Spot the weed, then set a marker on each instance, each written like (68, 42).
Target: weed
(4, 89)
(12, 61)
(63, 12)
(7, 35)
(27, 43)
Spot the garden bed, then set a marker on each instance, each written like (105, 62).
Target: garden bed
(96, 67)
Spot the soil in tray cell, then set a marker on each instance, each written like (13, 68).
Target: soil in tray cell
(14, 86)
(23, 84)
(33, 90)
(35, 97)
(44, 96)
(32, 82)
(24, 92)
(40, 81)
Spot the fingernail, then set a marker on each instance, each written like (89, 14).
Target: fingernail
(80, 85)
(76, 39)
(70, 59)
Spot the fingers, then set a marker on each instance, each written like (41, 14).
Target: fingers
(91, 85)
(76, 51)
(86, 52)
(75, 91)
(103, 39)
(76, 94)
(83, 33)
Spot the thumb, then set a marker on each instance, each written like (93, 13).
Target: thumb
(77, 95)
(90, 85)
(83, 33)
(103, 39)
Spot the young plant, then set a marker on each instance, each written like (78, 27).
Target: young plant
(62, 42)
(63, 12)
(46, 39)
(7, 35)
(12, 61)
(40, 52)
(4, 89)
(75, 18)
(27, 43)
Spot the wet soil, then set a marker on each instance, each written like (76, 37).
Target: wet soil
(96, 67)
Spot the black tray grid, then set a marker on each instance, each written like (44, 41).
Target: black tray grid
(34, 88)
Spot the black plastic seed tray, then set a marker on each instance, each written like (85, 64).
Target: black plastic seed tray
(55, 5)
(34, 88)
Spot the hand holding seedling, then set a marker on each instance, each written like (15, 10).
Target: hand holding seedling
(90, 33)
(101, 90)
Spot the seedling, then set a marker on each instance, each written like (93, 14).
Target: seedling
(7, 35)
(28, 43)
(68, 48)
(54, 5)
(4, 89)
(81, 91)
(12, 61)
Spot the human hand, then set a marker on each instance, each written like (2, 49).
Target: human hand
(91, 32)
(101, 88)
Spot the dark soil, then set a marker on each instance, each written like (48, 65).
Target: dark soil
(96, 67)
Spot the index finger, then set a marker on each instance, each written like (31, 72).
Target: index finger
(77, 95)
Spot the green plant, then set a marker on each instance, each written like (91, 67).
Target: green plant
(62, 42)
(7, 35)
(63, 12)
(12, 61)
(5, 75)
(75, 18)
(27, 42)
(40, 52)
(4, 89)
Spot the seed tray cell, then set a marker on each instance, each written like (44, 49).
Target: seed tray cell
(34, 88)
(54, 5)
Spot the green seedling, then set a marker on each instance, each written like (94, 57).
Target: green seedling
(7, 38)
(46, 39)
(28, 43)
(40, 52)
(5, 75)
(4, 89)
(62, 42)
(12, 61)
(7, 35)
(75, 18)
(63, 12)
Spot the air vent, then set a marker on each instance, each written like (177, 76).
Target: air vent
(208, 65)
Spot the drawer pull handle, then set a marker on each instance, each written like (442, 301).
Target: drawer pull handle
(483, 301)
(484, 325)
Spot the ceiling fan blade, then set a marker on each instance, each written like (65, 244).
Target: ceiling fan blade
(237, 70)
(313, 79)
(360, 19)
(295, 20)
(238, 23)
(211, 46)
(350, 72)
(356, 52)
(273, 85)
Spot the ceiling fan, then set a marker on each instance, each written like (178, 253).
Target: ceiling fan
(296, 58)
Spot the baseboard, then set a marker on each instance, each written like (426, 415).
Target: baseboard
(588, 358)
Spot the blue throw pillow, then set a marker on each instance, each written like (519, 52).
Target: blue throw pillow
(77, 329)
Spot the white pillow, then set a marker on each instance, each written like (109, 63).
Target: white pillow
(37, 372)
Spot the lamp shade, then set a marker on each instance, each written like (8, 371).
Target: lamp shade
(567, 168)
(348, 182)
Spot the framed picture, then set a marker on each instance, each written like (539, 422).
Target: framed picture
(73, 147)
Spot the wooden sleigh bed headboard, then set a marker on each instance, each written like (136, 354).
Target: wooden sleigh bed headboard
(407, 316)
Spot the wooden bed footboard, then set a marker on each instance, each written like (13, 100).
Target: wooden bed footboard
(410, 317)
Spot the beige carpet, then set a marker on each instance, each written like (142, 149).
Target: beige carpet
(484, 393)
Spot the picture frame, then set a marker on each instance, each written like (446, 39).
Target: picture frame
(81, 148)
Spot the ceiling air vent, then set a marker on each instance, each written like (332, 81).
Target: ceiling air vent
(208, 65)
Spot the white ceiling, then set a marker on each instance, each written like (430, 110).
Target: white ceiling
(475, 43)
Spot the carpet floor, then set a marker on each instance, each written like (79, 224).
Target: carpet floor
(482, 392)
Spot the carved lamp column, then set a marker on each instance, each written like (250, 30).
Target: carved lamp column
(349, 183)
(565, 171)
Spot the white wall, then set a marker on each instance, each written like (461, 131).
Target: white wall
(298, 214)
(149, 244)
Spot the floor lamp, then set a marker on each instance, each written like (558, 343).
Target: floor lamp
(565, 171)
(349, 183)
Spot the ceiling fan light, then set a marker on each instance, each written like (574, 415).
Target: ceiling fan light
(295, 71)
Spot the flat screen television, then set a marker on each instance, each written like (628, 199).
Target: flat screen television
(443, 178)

**********

■ **Exercise brief**
The response should be the listing above, limited to the lines between the one holding "Spot the hand" and the one holding "Spot the green seedling, then", inclusive, reproduced exactly.

■ **Answer to this task**
Spot the hand holding seedling, then set a marker on each instance, each written like (15, 10).
Target: hand holding seedling
(90, 33)
(101, 90)
Spot the seedling, then set a marker on each instance, each written like (93, 14).
Target: seedling
(7, 35)
(28, 43)
(68, 48)
(54, 5)
(4, 89)
(81, 91)
(12, 61)
Spot the human hand, then set a marker on each instance, each written like (2, 49).
Target: human hand
(91, 32)
(101, 88)
Spot the dark soil, then set a marker on each instance, each written like (48, 65).
Target: dark soil
(96, 67)
Spot the index finger, then set a marker on each instance, each written like (31, 72).
Target: index finger
(77, 95)
Spot the green plant, then set a marker on each instance, each written like (91, 67).
Target: green plant
(62, 42)
(7, 35)
(63, 12)
(12, 61)
(5, 75)
(75, 18)
(27, 42)
(40, 52)
(4, 89)
Spot the seed tray cell, then set a marker on each instance, each written like (44, 49).
Target: seed tray cell
(34, 88)
(54, 5)
Spot the green seedling, then set a marker on each instance, each written like (94, 57).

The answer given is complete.